#### [What the task asks]
Exact copies of all the entries are required.

──────── Recorded data ────────

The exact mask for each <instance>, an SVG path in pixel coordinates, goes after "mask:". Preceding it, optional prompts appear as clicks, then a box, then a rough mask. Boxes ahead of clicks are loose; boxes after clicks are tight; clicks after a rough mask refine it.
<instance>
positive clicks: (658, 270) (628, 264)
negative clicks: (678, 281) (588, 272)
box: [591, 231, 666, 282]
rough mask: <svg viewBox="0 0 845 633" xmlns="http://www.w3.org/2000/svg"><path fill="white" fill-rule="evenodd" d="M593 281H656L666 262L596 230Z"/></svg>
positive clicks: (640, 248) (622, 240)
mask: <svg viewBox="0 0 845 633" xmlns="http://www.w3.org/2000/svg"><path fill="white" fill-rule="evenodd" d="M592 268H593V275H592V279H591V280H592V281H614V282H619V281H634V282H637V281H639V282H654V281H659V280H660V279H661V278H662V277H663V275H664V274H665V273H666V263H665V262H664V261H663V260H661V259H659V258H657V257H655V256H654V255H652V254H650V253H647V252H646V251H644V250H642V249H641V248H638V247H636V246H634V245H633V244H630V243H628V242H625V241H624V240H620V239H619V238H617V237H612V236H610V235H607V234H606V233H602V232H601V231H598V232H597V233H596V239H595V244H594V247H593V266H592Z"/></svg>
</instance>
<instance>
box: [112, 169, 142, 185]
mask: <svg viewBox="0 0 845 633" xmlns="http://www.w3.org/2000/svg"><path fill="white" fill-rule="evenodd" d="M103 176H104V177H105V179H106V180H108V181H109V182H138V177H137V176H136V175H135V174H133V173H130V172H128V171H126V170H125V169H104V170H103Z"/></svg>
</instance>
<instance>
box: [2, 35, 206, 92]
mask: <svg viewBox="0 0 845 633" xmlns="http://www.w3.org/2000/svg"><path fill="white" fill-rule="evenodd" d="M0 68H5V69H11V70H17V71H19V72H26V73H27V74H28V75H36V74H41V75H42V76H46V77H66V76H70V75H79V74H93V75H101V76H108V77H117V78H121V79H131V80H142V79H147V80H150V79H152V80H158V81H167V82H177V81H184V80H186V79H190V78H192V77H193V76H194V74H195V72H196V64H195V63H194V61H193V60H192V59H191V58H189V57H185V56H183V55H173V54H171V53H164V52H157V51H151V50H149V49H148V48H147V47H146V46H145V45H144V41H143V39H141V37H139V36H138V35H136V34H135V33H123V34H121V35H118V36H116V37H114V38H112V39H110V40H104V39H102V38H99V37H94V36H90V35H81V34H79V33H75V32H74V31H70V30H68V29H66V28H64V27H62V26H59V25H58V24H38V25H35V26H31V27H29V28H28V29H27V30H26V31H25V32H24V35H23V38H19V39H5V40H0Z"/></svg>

────────

#### [Task output]
The exact mask for each <instance>, an SVG path in pixel coordinates, goes after "mask:". Preceding it, optional prompts appear as clicks, then a box, then a rough mask. Boxes ahead of clicks are loose; boxes after clicks are tight; clicks after a rough mask refine it.
<instance>
positive clicks: (658, 270) (628, 264)
negative clicks: (678, 281) (588, 272)
box: [591, 231, 666, 282]
rough mask: <svg viewBox="0 0 845 633" xmlns="http://www.w3.org/2000/svg"><path fill="white" fill-rule="evenodd" d="M593 281H656L666 262L596 230Z"/></svg>
positive clicks: (640, 248) (622, 240)
mask: <svg viewBox="0 0 845 633" xmlns="http://www.w3.org/2000/svg"><path fill="white" fill-rule="evenodd" d="M592 268H593V275H592V279H591V280H592V281H614V282H619V281H634V282H637V281H639V282H654V281H659V280H660V279H661V278H662V277H663V275H664V274H665V273H666V263H665V262H664V261H663V260H661V259H659V258H657V257H655V256H654V255H652V254H650V253H647V252H646V251H644V250H642V249H641V248H638V247H636V246H634V245H633V244H630V243H628V242H625V241H624V240H620V239H619V238H617V237H612V236H610V235H607V234H606V233H602V232H601V231H598V232H597V233H596V239H595V244H594V247H593V266H592Z"/></svg>
</instance>
<instance>
box: [112, 169, 142, 185]
mask: <svg viewBox="0 0 845 633" xmlns="http://www.w3.org/2000/svg"><path fill="white" fill-rule="evenodd" d="M103 176H104V177H105V179H106V180H108V181H109V182H138V177H137V176H136V175H135V174H133V173H130V172H128V171H126V170H125V169H104V170H103Z"/></svg>
</instance>
<instance>
box: [2, 35, 206, 92]
mask: <svg viewBox="0 0 845 633" xmlns="http://www.w3.org/2000/svg"><path fill="white" fill-rule="evenodd" d="M0 68H5V69H11V70H17V71H19V72H26V73H27V74H28V75H36V74H41V75H42V76H46V77H66V76H70V75H79V74H93V75H101V76H108V77H117V78H121V79H131V80H142V79H147V80H150V79H152V80H158V81H167V82H177V81H184V80H186V79H190V78H192V77H193V76H194V74H195V72H196V64H195V63H194V61H193V60H192V59H191V58H189V57H185V56H183V55H173V54H171V53H164V52H157V51H151V50H149V49H148V48H147V47H146V46H145V45H144V41H143V39H141V37H139V36H138V35H136V34H135V33H123V34H121V35H118V36H116V37H114V38H112V39H110V40H104V39H102V38H99V37H94V36H90V35H81V34H79V33H75V32H74V31H70V30H68V29H66V28H64V27H62V26H59V25H58V24H38V25H35V26H31V27H29V28H28V29H27V30H26V31H25V32H24V35H23V38H19V39H5V40H0Z"/></svg>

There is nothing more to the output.